- **Task to carry out**
The lines that make up this material should each be returned exactly.

# # # #

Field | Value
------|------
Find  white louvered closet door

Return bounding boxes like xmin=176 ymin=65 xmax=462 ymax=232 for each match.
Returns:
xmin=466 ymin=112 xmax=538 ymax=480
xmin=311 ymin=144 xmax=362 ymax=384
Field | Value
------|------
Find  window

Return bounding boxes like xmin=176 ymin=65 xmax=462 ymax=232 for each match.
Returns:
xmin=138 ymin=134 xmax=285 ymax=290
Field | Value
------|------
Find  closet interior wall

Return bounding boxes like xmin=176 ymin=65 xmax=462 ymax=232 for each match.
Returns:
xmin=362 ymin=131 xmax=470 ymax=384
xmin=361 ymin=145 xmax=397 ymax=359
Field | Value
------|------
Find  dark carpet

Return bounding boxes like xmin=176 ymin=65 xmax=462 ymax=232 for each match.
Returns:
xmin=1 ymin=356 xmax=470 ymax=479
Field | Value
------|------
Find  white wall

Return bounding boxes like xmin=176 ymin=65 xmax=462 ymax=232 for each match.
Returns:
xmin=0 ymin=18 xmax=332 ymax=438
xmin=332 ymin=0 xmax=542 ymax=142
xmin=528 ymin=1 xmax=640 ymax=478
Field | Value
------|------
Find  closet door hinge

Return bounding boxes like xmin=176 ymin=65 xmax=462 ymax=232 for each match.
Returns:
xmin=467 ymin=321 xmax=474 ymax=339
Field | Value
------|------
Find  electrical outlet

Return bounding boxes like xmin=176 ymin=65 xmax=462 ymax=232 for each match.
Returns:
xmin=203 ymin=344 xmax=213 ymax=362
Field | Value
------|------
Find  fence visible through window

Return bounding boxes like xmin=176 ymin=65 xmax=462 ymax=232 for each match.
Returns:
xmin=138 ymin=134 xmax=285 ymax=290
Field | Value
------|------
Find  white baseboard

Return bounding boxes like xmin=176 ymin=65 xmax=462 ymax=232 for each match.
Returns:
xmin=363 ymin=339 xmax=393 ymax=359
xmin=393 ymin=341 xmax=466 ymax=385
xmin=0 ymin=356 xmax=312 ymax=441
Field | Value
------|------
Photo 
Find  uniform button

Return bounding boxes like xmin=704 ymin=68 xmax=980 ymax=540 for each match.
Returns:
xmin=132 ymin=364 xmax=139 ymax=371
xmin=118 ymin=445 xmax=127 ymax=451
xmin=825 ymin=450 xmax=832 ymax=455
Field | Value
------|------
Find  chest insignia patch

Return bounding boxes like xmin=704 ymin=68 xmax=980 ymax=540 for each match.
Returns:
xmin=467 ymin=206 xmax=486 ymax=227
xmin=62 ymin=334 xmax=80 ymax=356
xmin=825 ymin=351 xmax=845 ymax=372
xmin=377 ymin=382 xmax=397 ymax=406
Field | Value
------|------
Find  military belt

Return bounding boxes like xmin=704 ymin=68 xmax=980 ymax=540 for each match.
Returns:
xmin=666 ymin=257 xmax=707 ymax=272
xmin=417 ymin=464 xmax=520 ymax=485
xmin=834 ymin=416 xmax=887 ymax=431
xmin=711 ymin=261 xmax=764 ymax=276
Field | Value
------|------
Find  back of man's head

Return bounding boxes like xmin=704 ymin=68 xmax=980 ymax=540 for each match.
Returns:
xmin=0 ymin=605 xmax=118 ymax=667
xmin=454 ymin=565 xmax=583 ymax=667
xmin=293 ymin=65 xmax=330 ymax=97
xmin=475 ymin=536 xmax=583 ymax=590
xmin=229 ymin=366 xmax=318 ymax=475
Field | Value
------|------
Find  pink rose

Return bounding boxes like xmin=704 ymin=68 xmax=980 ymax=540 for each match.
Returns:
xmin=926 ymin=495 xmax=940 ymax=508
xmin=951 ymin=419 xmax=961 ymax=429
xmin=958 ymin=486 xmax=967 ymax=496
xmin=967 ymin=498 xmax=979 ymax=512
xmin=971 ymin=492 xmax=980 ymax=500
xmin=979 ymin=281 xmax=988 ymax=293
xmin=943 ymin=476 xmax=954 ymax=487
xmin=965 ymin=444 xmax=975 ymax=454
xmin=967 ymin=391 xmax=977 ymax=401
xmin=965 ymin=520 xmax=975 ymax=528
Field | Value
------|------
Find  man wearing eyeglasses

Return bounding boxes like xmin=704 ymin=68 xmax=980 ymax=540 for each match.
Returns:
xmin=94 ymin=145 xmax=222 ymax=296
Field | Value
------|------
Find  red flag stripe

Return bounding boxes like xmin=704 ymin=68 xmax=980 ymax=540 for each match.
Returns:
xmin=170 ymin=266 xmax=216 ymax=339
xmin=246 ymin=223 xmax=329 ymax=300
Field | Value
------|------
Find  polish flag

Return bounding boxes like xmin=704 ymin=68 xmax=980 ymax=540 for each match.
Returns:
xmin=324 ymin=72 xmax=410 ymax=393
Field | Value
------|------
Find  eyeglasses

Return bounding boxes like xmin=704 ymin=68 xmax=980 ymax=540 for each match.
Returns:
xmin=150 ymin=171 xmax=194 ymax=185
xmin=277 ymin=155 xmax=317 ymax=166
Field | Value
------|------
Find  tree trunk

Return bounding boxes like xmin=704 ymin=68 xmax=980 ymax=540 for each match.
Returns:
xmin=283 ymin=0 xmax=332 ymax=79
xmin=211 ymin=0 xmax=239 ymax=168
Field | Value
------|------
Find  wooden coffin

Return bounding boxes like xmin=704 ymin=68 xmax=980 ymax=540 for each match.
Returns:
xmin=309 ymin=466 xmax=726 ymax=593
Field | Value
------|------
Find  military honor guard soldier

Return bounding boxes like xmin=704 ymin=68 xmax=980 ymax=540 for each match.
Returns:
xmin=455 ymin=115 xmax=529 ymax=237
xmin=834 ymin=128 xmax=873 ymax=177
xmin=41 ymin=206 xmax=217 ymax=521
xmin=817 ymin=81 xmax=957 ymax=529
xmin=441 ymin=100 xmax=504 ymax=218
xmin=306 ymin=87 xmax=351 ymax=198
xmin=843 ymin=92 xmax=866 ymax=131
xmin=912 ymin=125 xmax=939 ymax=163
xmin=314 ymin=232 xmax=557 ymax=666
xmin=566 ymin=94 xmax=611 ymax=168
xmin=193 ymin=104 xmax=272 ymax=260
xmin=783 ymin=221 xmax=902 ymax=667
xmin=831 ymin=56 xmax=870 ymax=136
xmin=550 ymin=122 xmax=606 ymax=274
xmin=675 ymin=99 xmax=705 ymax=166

# # # #

- **Your solution**
Field | Value
------|------
Find  white louvered closet door

Return bounding boxes like xmin=176 ymin=65 xmax=462 ymax=232 for each match.
Returns:
xmin=466 ymin=112 xmax=538 ymax=480
xmin=311 ymin=144 xmax=362 ymax=384
Field | Value
------|------
Find  window

Return bounding boxes like xmin=176 ymin=65 xmax=462 ymax=232 for each match.
Returns:
xmin=138 ymin=134 xmax=285 ymax=290
Field | Value
------|------
Find  closet interior wall

Return bounding boxes like xmin=176 ymin=65 xmax=462 ymax=232 for each match.
Returns:
xmin=362 ymin=131 xmax=470 ymax=384
xmin=361 ymin=145 xmax=397 ymax=359
Field | Value
------|------
Find  dark carpet

Return bounding boxes like xmin=176 ymin=65 xmax=462 ymax=232 for each match.
Returns:
xmin=1 ymin=356 xmax=470 ymax=479
Field | Value
------|------
Find  white wall

Return bounding boxes like xmin=176 ymin=65 xmax=462 ymax=232 for each match.
Returns:
xmin=0 ymin=18 xmax=332 ymax=438
xmin=332 ymin=0 xmax=542 ymax=142
xmin=528 ymin=1 xmax=640 ymax=478
Field | Value
------|------
Find  closet door hinge

Return bounding boxes like xmin=176 ymin=65 xmax=462 ymax=232 for each match.
Returns:
xmin=467 ymin=321 xmax=474 ymax=339
Field | Value
------|------
Find  electrical outlet

Return bounding boxes like xmin=176 ymin=65 xmax=462 ymax=232 for each match.
Returns:
xmin=203 ymin=344 xmax=213 ymax=362
Field | Value
------|------
Find  fence visible through window

Return bounding boxes like xmin=176 ymin=65 xmax=462 ymax=232 for each match.
Returns:
xmin=138 ymin=134 xmax=285 ymax=290
Field | Value
------|------
Find  white baseboard

Return bounding boxes like xmin=176 ymin=65 xmax=462 ymax=232 for each match.
Returns:
xmin=363 ymin=339 xmax=393 ymax=359
xmin=393 ymin=341 xmax=466 ymax=385
xmin=0 ymin=356 xmax=312 ymax=441
Field | Value
------|------
Photo 
Find  uniform button

Return bounding boxes like xmin=704 ymin=68 xmax=980 ymax=540 for each match.
Returns:
xmin=132 ymin=364 xmax=139 ymax=371
xmin=118 ymin=445 xmax=127 ymax=451
xmin=825 ymin=450 xmax=832 ymax=455
Field | Value
------|------
Find  chest insignia patch

Return bounding boxes like xmin=704 ymin=68 xmax=980 ymax=540 for each match.
Returns:
xmin=467 ymin=206 xmax=486 ymax=227
xmin=62 ymin=334 xmax=80 ymax=356
xmin=825 ymin=351 xmax=845 ymax=372
xmin=377 ymin=382 xmax=397 ymax=406
Field | Value
------|------
Find  military belt

Return bounding boxes like xmin=704 ymin=68 xmax=980 ymax=540 for each match.
Returns:
xmin=666 ymin=257 xmax=707 ymax=272
xmin=417 ymin=464 xmax=520 ymax=485
xmin=834 ymin=416 xmax=887 ymax=431
xmin=711 ymin=261 xmax=764 ymax=276
Field | Value
------|------
Find  back of man's head

Return bounding boxes like xmin=704 ymin=68 xmax=980 ymax=540 for each match.
Returns:
xmin=0 ymin=605 xmax=118 ymax=667
xmin=454 ymin=565 xmax=583 ymax=667
xmin=293 ymin=65 xmax=330 ymax=97
xmin=475 ymin=536 xmax=583 ymax=590
xmin=229 ymin=366 xmax=318 ymax=475
Field | Value
------|------
Find  pink rose

Return bounding boxes like xmin=704 ymin=68 xmax=980 ymax=540 for each match.
Returns:
xmin=926 ymin=495 xmax=940 ymax=508
xmin=951 ymin=419 xmax=961 ymax=429
xmin=958 ymin=486 xmax=967 ymax=496
xmin=967 ymin=498 xmax=979 ymax=512
xmin=971 ymin=492 xmax=980 ymax=500
xmin=979 ymin=281 xmax=988 ymax=293
xmin=943 ymin=476 xmax=954 ymax=487
xmin=965 ymin=444 xmax=975 ymax=454
xmin=967 ymin=391 xmax=977 ymax=401
xmin=965 ymin=520 xmax=975 ymax=528
Field | Value
------|------
Find  man wearing eyeglasses

Return bounding boxes like xmin=704 ymin=68 xmax=980 ymax=540 for each match.
Returns:
xmin=94 ymin=145 xmax=222 ymax=296
Field | Value
------|------
Find  red flag stripe

Return bounding boxes like xmin=704 ymin=68 xmax=980 ymax=540 for each match.
Returns:
xmin=170 ymin=266 xmax=216 ymax=339
xmin=246 ymin=223 xmax=329 ymax=300
Field | Value
------|------
Find  polish flag

Return bounding boxes like xmin=704 ymin=68 xmax=980 ymax=540 for each match.
Returns:
xmin=324 ymin=72 xmax=410 ymax=393
Field | Value
------|------
Find  eyeglasses

Return bounding boxes like xmin=704 ymin=68 xmax=980 ymax=540 for each match.
Returns:
xmin=150 ymin=171 xmax=194 ymax=185
xmin=277 ymin=155 xmax=317 ymax=166
Field | Value
------|------
Find  tree trunk

Return bounding boxes like xmin=704 ymin=68 xmax=980 ymax=540 for each match.
Returns:
xmin=283 ymin=0 xmax=332 ymax=79
xmin=211 ymin=0 xmax=239 ymax=168
Field | Value
------|------
Find  wooden coffin

Return bounding boxes like xmin=704 ymin=68 xmax=980 ymax=540 for each match.
Returns:
xmin=309 ymin=466 xmax=726 ymax=593
Field | Value
------|------
Find  military honor guard soldier

Return bounding boxes like xmin=704 ymin=68 xmax=980 ymax=540 for each match.
Returns:
xmin=455 ymin=115 xmax=529 ymax=237
xmin=834 ymin=128 xmax=873 ymax=177
xmin=41 ymin=206 xmax=217 ymax=521
xmin=817 ymin=81 xmax=957 ymax=529
xmin=441 ymin=100 xmax=504 ymax=218
xmin=306 ymin=87 xmax=351 ymax=198
xmin=843 ymin=92 xmax=866 ymax=131
xmin=912 ymin=125 xmax=939 ymax=163
xmin=314 ymin=232 xmax=557 ymax=666
xmin=566 ymin=94 xmax=611 ymax=168
xmin=193 ymin=104 xmax=272 ymax=260
xmin=783 ymin=221 xmax=902 ymax=667
xmin=831 ymin=56 xmax=870 ymax=136
xmin=550 ymin=122 xmax=606 ymax=274
xmin=675 ymin=99 xmax=705 ymax=166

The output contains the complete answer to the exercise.